Short problem 1:
Retype the passage of the router thread below, everything from "Go to a cmd" down to "its like that..".

Document passage:
============================================================

# [SOLVED] My router wont connect to the configue site:(



## hankebanke (Nov 3, 2010)

hi all
please help me!

i have a inteno router, not sure what.. i think its a xavi.... the problem is that my freind and i needs to open a port so i can host a server on minecraft.... the problem is that i cant get to the page, it isent working with the 198.168.1.1 or what they call it... and if i type my ip adress it says that the site is down
please help


----------



## 2xg (Aug 5, 2009)

*Re: My router wont connect to the configue site*

Hello and Welcome to TSF!

You have to verify that the 198.168.1.1 is your router's IP Address. You may find out if that's correct by typing *ipconfig /all* from the command prompt, it will be the Gateway IP Address = your Router's IP.


----------



## hankebanke (Nov 3, 2010)

*Re: My router wont connect to the configue site*

thank you for the welcome
i searched as you said ip config/all and then looked at the router ip... but it said
like this:
ip routing activated.....No
so how do i activate it?
or was it something else i should look for there?
cause in my ipconfig and then standar gateway it is my local ip adress 85.226.22.1
i think its my local:S
no it wasent, but it was close to my local ip number.... im a bit noob here... just worked on this today since 10.00


----------



## hankebanke (Nov 3, 2010)

*Re: My router wont connect to the configue site*

sorry for double posting..
i tried my so called router ip adress and it didt work, it just said that the site was down and i cant connect-.-
anhy other way to connetc to the port site?


----------



## 2xg (Aug 5, 2009)

*Re: My router wont connect to the configue site*

Do you have a separate Modem? Is this a Router/Modem combo?

What's the exact Make and Model of your Modem and Router?


----------



## Wand3r3r (Sep 17, 2010)

*Re: My router wont connect to the configue site*

ip routing activated.....No
so how do i activate it?


You don't. It's not what you think.

Go to a cmd prompt and type ipconfig 
what is the gateway ip?


----------



## hankebanke (Nov 3, 2010)

*Re: My router wont connect to the configue site*

as i said im a noob to this... router/modem combo.... i dunno i guess its like that..
i think my router is a inteno xavia... if thats anhy help..
could you explain what a modem is.. im not sooo good at this, and then i cant spell english tha good either:/....

to wand3r3r:
hello
my gateway ip is 85.226.22.1
and ive tried to connect through that , dosent work


----------



## Wand3r3r (Sep 17, 2010)

*Re: My router wont connect to the configue site*

If that is your gateway, which is shouldn't be, then there are three possiblities:

1. this is a modem and not a router. No ports forwarding or opening with a modem
2. you are cabled incorrectly. You have the wan cable plugged into a lan port
3. your router is in bridge mode and as such is just acting as a modem forward. You will need to access the router and set it to do NAT.


----------



## hankebanke (Nov 3, 2010)

============================================================

Short problem 2:
Repeat the listing below, everything from its first line down to the line containing "point(41, 226)". Leave the pictures out of your copy.

============================================================

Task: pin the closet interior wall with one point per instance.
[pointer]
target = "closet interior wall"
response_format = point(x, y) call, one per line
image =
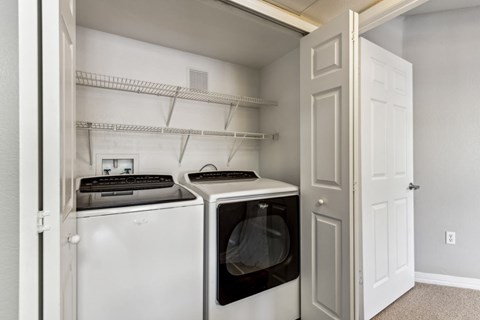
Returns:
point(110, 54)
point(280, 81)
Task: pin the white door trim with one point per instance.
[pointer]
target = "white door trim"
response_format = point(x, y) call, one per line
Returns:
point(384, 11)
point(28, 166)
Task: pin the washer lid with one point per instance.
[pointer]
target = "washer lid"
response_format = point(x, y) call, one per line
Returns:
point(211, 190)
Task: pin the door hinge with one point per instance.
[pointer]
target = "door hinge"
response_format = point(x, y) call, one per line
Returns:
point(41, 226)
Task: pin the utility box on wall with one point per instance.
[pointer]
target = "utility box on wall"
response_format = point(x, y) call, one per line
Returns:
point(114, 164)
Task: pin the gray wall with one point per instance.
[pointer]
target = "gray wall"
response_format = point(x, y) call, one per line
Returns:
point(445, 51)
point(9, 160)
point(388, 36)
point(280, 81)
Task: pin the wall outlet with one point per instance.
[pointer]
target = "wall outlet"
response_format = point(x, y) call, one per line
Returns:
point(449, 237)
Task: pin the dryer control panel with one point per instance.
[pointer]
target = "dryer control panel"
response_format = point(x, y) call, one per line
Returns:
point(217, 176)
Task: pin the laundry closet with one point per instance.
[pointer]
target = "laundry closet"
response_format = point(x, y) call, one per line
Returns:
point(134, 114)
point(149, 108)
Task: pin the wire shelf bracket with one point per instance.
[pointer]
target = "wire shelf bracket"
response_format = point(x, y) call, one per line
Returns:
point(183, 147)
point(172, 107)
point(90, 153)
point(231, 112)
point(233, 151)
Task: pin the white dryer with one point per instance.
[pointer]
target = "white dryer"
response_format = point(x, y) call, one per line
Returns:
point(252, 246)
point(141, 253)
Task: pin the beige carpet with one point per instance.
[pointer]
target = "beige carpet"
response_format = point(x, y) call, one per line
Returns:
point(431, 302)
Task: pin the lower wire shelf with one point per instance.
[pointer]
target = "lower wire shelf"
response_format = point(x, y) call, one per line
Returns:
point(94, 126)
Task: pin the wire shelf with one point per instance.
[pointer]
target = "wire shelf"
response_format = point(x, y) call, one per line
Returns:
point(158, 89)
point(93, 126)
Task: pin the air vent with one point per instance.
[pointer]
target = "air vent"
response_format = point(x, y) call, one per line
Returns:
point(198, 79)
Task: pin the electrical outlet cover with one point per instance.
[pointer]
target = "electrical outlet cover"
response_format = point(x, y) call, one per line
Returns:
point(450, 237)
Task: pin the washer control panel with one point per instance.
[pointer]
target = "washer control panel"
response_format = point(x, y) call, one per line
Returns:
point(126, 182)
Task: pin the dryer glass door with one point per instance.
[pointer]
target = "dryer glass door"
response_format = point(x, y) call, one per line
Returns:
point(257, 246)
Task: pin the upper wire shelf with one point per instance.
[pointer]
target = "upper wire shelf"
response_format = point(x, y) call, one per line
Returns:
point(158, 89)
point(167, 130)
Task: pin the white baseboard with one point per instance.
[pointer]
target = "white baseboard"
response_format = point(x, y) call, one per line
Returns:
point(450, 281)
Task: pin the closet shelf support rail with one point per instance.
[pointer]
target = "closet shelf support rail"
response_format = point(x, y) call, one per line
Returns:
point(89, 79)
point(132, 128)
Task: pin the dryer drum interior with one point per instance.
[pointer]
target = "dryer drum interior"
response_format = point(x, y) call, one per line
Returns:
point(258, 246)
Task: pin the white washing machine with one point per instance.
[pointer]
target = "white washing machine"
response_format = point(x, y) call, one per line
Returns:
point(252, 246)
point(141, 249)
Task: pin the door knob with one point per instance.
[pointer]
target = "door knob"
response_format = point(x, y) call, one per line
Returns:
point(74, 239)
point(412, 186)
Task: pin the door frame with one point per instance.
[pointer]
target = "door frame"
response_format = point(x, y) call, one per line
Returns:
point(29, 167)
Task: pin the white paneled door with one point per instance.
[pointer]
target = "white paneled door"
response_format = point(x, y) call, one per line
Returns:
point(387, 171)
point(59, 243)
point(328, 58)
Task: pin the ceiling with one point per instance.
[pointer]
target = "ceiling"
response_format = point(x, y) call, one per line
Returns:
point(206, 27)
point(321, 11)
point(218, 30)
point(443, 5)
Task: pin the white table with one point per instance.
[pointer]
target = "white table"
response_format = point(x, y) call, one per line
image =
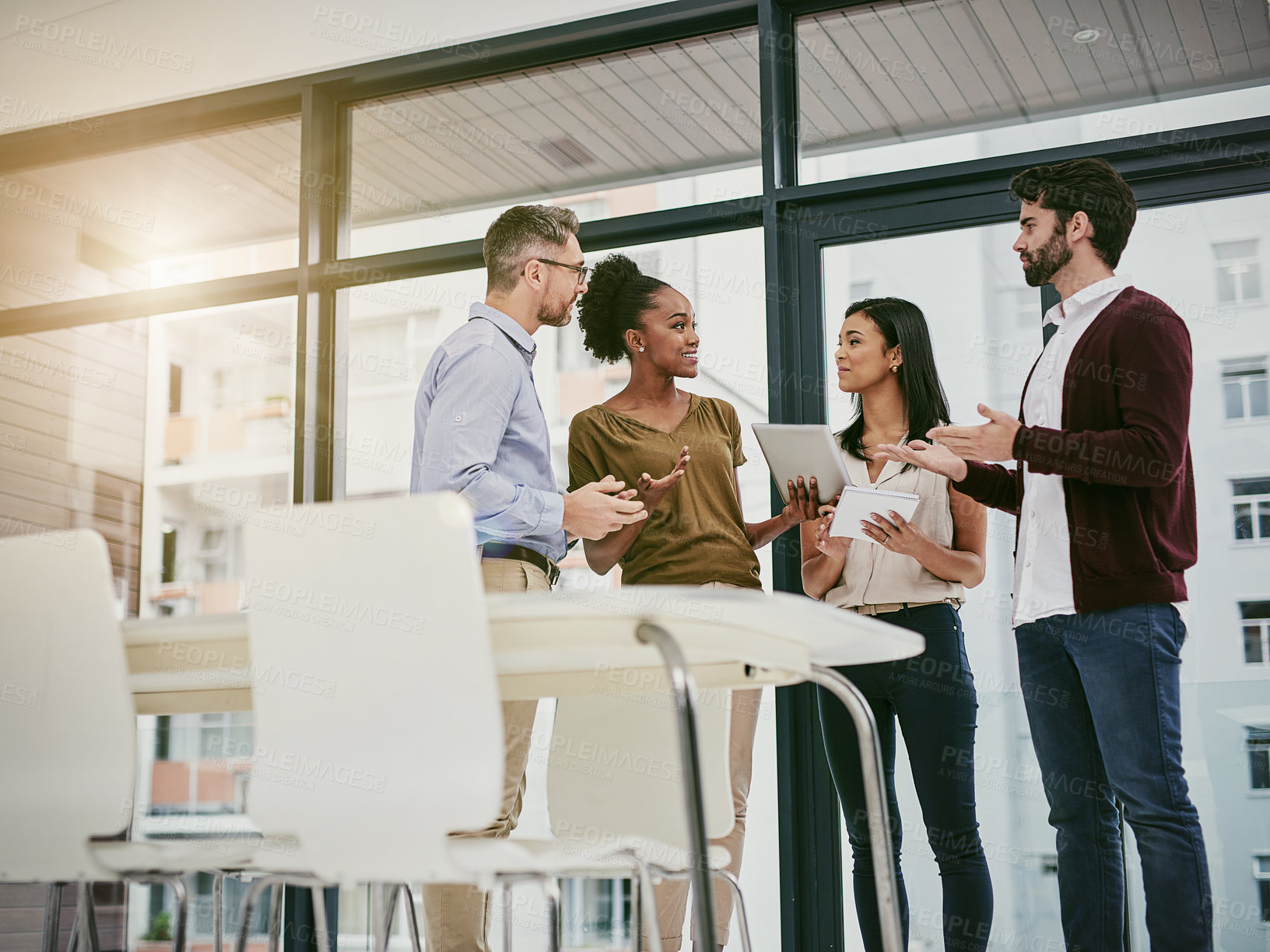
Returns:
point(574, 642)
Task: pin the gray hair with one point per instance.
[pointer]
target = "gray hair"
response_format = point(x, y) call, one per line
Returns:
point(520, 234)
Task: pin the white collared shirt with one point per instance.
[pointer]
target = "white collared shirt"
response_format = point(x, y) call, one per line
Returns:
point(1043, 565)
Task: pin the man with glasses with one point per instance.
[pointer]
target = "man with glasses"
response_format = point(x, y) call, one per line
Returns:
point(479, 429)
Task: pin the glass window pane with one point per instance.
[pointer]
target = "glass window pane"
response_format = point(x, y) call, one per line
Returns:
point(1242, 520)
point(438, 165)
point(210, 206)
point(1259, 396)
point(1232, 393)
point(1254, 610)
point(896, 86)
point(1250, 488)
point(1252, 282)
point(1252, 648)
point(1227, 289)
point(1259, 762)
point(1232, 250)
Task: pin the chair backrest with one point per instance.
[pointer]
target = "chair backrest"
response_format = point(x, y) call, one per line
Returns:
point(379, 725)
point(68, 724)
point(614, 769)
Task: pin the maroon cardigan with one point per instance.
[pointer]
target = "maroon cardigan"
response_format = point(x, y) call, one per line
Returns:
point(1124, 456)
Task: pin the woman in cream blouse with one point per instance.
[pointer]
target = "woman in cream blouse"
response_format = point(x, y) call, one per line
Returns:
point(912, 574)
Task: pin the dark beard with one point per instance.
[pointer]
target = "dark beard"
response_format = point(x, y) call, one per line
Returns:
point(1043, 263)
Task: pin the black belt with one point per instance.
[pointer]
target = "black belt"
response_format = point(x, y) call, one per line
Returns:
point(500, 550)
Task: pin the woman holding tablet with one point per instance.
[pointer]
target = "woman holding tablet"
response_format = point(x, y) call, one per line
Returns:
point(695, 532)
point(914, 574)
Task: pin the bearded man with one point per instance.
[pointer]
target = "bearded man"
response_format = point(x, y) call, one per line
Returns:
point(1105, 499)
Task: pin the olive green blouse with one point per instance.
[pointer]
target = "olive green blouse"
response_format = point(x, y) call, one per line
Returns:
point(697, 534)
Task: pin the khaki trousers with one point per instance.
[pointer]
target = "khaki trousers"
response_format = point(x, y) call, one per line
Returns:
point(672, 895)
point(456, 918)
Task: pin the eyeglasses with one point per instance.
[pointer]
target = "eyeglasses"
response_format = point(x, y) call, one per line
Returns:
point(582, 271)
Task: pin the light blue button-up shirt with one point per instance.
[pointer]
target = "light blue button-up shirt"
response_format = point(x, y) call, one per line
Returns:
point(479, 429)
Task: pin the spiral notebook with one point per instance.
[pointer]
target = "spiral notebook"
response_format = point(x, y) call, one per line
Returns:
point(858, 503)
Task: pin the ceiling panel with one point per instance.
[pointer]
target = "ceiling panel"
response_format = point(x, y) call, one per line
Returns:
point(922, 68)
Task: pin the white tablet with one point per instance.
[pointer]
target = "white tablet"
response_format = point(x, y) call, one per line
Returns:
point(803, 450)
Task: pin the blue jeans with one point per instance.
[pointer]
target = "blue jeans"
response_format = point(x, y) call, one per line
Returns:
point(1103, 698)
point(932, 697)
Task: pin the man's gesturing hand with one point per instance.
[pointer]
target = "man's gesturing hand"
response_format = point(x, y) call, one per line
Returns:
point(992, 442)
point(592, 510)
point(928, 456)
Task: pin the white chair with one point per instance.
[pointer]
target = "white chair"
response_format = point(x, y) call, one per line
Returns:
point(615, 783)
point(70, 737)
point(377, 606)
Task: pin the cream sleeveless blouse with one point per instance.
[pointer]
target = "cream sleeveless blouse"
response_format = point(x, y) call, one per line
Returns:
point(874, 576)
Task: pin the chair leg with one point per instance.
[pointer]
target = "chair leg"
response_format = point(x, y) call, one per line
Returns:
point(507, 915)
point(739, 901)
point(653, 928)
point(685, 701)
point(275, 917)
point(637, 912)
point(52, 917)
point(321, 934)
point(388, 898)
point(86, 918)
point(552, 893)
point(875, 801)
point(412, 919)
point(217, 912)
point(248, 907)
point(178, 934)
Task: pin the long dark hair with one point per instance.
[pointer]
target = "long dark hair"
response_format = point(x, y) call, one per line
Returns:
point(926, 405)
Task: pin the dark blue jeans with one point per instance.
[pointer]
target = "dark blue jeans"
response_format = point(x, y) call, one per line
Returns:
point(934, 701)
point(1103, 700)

============================================================

Result 1:
Go to a cmd prompt and type ipconfig 
what is the gateway ip?


----------



## hankebanke (Nov 3, 2010)

*Re: My router wont connect to the configue site*

as i said im a noob to this... router/modem combo.... i dunno i guess its like that..

Result 2:
Task: pin the closet interior wall with one point per instance.
[pointer]
target = "closet interior wall"
response_format = point(x, y) call, one per line
image =
Returns:
point(110, 54)
point(280, 81)
Task: pin the white door trim with one point per instance.
[pointer]
target = "white door trim"
response_format = point(x, y) call, one per line
Returns:
point(384, 11)
point(28, 166)
Task: pin the washer lid with one point per instance.
[pointer]
target = "washer lid"
response_format = point(x, y) call, one per line
Returns:
point(211, 190)
Task: pin the door hinge with one point per instance.
[pointer]
target = "door hinge"
response_format = point(x, y) call, one per line
Returns:
point(41, 226)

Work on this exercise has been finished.